§ **Requirement**:
Reproduce only this part of the listing: the line with "Query: blue checkered shirt", plus every line after it through the last.

[Start of section]

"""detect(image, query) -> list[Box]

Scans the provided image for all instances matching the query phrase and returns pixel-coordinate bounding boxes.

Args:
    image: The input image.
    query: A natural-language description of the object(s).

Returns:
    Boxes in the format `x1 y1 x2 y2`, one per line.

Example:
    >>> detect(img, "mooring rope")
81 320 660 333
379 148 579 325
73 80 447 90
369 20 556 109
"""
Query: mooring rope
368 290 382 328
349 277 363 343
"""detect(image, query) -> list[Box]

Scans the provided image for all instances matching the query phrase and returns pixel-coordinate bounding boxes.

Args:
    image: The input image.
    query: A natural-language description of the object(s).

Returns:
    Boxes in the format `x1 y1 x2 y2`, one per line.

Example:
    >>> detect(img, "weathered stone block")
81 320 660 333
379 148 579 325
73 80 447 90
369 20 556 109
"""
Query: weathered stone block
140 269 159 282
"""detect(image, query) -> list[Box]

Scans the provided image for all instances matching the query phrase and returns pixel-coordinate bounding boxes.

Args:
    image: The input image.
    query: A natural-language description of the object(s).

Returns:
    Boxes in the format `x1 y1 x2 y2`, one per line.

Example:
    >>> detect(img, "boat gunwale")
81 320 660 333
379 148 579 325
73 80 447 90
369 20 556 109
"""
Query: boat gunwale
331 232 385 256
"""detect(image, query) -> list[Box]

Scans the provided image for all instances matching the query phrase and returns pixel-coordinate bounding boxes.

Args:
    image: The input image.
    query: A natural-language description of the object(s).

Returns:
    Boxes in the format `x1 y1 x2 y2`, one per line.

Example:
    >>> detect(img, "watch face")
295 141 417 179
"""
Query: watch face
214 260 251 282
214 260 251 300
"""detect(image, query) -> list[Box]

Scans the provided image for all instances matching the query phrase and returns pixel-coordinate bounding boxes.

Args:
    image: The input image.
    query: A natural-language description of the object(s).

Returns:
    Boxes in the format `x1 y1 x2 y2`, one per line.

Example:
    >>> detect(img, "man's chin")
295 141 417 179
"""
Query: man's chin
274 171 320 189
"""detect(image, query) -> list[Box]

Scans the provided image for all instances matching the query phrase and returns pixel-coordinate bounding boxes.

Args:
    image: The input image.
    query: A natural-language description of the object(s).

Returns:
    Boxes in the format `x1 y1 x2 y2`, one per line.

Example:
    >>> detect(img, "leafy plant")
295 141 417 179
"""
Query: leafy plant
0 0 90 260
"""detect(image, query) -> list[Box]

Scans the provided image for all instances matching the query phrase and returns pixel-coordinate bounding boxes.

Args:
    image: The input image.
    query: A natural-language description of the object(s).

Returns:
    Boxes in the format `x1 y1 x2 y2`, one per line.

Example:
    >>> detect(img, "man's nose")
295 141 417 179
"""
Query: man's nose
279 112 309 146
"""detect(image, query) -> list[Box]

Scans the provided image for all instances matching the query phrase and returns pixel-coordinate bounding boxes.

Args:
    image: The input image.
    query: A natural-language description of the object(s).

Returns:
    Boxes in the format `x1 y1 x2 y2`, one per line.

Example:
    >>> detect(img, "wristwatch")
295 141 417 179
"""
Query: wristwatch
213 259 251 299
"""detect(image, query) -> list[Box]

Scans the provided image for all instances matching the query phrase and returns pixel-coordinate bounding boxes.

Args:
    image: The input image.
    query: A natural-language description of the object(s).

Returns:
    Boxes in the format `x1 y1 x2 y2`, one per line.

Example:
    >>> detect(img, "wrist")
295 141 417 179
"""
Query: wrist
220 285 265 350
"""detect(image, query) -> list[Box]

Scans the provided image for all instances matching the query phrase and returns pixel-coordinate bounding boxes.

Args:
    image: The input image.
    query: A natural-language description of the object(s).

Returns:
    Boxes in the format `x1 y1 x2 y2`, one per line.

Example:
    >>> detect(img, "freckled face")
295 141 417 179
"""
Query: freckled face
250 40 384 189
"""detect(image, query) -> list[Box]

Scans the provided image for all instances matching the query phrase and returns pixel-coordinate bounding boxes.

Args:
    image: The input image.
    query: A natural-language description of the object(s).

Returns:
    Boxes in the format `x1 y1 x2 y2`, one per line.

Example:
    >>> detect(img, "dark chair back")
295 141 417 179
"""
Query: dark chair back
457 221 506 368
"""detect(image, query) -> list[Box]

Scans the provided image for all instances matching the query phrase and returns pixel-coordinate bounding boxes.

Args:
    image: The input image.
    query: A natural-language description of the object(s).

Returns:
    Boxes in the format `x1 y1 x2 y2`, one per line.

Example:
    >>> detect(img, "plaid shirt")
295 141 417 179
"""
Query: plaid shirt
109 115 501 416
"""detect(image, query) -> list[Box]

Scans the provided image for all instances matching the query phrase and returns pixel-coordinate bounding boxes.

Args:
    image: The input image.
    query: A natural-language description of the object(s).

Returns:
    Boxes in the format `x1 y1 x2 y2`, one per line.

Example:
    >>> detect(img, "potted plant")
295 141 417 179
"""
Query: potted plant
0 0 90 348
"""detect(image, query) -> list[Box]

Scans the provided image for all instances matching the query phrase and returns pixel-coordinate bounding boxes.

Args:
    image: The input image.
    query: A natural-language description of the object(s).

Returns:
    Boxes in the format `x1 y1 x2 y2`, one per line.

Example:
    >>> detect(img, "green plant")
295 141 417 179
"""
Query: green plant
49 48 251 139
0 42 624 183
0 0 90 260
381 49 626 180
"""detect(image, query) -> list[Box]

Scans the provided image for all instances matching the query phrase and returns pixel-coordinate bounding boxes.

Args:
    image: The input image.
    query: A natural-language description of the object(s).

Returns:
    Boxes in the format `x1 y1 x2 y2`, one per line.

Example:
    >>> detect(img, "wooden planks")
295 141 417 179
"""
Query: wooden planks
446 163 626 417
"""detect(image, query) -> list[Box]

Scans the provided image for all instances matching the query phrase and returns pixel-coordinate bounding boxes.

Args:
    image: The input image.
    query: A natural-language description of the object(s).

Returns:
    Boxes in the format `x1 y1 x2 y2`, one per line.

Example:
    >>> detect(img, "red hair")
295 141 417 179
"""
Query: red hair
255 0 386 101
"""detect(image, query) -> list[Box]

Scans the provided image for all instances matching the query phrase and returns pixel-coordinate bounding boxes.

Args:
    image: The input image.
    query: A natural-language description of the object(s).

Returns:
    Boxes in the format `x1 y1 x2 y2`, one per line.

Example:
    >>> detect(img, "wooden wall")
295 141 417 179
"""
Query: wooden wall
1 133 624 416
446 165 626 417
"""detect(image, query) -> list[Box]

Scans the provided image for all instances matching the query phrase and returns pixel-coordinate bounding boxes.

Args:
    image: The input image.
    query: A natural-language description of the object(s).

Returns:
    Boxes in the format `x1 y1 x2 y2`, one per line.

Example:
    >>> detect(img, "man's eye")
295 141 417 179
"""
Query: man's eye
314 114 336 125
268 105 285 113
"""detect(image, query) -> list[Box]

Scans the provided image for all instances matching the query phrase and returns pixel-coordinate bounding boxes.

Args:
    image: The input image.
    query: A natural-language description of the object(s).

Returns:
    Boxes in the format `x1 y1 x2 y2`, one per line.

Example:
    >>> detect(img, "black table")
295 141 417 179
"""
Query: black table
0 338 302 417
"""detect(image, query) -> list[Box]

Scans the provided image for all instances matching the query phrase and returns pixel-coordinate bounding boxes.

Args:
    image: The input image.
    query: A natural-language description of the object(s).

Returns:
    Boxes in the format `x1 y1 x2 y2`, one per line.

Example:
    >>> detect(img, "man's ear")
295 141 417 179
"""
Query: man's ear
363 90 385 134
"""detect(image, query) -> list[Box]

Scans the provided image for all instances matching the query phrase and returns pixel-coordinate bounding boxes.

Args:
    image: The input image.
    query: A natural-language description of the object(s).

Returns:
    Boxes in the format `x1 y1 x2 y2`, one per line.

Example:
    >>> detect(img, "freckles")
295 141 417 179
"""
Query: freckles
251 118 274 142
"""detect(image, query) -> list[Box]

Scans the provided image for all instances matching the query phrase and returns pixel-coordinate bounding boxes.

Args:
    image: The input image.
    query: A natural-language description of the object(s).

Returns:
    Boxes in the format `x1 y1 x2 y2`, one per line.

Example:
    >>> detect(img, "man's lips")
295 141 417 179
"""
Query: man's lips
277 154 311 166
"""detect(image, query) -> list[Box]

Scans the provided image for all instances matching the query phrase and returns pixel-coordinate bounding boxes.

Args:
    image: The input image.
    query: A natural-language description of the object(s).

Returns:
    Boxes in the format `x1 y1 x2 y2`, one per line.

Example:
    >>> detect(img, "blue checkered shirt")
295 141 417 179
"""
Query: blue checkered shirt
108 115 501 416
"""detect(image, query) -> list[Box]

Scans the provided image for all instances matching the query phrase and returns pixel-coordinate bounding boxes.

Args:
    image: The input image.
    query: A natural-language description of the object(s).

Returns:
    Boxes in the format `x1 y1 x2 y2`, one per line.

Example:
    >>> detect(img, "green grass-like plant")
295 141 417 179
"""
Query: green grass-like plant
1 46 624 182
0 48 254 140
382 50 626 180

[End of section]

§ **Reply to the exercise**:
Query: blue checkered shirt
108 115 501 416
"""detect(image, query) -> list[Box]

Scans the provided image for all instances matching the query phrase and returns pixel-coordinate bounding boxes.

Args:
    image: The input image.
    query: A natural-language description of the object(s).

Returns:
    Boxes in the format `x1 y1 x2 y2`, one per line.

Example:
    >>> detect(img, "green grass-like plant")
295 141 417 179
"""
Query: green grass-like plant
1 46 624 182
0 48 254 140
382 50 626 180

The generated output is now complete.